::: Texto seleccionado :::
Desde nuestro modo de ver la mistificación de la figura del artista y su separación en el seno de la sociedad como figura a la que se ha permitido el empleo de protocolos y tendencias extraordinarias ha generado una dinámica que deviene en perjuicio de la capacidad del arte para transformar realmente la cultura. La estética arty funciona como un modo de adscripción a la experiencia de lo contemporáneo del mismo modo que un fan llevando la camiseta de su grupo favorito; es una manera de reconocerse y distanciarse de la anacrónica masa a la que no le importa un bledo el arte ni la cultura contemporánea. De este modo el creativo, en lugar de intentar cambiar el estatus que le convierte en excepción, en rareza, lo asume como una posición de privilegio. Pero para el mercado no hay privilegios sino sectores de interés. Al igual que hay un sector de seguidores del fútbol también lo hay de seguidores de arte y cultura contemporánea; y aquí la fría maquinaria de la industria mediática no hace distinciones, a cada uno se le asigna un potencial de mercado. El individuo creativo, al mostrar su carácter excepcional en todas las facetas de su vida social no está yendo en contra del sistema sino que está trabajando para él como agente experimental.
:::
Según el texto sobre la figura del artista, ¿de qué manera asume el creativo el estatus que lo convierte en excepción? Los registros proceden de una fuente distinta a la del texto.
::: Registros proporcionados :::
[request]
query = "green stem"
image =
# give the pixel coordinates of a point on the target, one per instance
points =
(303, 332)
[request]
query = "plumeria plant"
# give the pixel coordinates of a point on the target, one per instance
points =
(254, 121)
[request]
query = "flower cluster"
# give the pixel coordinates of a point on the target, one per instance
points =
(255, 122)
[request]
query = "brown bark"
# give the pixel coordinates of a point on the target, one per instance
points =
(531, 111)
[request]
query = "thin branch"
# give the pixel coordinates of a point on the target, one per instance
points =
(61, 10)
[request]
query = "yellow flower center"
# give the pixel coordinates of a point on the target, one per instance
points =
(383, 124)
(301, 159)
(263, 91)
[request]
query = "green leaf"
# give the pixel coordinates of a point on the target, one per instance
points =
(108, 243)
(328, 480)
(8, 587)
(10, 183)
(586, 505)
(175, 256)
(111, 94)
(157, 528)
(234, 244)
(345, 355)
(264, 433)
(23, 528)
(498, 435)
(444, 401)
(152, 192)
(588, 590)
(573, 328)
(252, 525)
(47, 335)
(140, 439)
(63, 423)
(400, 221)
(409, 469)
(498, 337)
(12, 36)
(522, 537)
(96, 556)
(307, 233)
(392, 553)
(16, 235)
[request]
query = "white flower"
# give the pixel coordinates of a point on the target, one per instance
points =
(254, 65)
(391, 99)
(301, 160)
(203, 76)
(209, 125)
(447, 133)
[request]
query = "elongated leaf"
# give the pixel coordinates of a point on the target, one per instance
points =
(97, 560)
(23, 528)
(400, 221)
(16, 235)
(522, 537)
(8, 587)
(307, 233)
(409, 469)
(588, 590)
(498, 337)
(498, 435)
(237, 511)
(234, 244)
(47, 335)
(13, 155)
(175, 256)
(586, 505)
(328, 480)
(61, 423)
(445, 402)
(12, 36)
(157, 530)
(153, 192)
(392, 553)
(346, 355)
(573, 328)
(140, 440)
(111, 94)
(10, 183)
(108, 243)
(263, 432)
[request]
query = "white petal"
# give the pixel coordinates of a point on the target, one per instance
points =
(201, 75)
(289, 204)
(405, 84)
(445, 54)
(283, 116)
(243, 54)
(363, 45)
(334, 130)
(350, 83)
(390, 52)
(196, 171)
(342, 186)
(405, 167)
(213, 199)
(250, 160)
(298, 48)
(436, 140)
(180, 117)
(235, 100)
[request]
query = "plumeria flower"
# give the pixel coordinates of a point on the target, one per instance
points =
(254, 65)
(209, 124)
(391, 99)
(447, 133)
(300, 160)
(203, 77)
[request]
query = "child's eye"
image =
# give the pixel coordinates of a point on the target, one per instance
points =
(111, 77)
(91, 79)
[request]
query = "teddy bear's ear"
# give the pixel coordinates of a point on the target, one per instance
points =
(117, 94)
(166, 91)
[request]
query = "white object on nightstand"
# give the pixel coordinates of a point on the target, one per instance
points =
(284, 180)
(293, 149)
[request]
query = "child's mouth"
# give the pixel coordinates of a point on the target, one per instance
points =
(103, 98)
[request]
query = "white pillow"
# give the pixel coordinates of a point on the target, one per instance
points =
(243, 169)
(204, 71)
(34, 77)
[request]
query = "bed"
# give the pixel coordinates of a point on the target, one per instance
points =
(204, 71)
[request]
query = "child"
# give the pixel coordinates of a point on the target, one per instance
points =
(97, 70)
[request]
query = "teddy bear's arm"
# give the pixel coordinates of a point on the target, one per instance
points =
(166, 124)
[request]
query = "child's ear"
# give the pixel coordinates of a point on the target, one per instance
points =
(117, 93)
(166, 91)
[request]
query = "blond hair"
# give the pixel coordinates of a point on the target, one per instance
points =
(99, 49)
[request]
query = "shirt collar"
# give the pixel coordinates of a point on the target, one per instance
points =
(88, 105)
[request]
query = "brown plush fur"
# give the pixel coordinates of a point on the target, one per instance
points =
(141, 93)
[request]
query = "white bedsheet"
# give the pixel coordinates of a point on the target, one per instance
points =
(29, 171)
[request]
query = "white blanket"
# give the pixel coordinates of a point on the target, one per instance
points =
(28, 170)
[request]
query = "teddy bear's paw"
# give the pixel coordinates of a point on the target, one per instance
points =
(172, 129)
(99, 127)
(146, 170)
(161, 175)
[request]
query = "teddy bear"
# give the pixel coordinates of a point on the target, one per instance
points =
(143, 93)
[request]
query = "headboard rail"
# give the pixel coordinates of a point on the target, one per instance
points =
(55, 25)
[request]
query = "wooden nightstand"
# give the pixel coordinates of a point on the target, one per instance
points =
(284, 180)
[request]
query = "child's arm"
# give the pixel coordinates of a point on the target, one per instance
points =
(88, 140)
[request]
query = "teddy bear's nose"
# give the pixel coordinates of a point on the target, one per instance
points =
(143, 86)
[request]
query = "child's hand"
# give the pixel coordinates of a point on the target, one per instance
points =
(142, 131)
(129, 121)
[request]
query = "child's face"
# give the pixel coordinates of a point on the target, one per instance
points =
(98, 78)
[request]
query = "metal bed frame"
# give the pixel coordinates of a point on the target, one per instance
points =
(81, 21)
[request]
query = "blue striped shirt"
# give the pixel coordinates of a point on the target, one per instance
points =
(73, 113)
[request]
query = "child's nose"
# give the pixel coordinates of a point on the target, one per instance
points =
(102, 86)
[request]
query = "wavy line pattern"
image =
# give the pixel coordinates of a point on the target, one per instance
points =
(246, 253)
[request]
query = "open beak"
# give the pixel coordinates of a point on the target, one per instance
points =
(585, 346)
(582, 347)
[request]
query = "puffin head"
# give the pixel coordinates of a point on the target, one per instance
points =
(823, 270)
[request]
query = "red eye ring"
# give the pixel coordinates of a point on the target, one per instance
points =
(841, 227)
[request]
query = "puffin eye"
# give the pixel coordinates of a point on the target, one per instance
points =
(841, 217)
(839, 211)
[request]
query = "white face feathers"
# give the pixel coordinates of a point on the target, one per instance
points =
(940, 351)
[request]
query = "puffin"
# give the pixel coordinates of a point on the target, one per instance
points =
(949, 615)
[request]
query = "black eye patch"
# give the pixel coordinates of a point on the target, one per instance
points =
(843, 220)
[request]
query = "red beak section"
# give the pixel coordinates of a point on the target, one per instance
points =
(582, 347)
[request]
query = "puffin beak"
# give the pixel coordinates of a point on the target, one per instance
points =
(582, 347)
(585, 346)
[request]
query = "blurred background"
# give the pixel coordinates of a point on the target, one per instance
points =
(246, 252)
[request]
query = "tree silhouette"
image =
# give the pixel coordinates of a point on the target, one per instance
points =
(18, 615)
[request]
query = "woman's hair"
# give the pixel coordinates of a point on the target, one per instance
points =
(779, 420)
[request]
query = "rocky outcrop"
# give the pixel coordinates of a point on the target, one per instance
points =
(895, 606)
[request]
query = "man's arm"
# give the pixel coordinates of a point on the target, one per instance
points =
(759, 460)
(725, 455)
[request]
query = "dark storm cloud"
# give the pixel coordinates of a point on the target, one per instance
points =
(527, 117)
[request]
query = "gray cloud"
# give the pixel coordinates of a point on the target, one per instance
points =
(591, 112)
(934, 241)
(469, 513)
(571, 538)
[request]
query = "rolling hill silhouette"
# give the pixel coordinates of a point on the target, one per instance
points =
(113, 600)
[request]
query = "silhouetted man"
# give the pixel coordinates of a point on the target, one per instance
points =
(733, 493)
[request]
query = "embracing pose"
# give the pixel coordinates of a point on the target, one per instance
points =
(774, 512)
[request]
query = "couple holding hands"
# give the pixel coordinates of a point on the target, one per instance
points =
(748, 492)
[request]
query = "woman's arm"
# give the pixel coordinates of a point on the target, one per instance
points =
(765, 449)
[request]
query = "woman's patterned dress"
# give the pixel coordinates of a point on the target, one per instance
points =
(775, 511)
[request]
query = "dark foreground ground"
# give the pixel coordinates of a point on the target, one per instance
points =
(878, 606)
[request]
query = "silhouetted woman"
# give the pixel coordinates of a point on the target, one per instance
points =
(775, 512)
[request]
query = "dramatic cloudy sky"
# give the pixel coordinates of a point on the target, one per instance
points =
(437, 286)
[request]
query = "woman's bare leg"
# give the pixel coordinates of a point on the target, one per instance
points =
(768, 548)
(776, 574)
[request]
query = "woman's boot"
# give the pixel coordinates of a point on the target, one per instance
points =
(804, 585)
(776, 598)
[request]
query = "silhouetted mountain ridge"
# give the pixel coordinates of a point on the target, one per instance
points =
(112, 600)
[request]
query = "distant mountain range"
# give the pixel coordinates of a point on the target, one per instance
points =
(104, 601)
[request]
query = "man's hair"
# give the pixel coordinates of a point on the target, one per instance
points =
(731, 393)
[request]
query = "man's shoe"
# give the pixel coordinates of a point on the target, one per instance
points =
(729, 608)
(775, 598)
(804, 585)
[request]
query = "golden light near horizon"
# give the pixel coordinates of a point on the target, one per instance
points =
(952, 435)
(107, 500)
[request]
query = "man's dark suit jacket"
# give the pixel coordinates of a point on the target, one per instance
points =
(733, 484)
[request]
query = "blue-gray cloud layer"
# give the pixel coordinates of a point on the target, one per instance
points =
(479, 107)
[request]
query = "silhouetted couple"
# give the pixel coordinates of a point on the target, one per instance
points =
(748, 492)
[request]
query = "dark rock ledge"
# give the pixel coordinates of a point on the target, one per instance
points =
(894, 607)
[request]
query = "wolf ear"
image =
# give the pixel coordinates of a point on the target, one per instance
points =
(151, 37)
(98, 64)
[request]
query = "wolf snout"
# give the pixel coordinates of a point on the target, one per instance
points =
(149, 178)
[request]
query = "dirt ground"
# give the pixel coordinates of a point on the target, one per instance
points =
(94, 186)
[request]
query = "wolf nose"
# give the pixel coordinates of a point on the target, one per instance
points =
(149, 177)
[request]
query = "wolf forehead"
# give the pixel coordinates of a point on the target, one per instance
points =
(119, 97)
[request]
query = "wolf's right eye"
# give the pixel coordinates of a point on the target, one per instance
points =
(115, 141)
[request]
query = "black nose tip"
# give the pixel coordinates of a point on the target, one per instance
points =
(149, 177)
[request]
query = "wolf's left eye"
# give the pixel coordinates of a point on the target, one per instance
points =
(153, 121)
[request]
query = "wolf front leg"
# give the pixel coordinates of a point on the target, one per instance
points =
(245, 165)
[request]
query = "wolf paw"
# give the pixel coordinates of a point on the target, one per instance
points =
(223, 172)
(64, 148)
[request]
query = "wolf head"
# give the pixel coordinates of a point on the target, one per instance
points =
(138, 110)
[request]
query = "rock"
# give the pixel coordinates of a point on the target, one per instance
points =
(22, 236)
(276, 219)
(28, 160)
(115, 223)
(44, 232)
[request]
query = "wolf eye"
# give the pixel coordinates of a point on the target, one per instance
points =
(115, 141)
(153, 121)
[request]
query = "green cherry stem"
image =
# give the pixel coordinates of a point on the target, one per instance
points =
:::
Solución del ejercicio:
Lo asume como una posición de privilegio.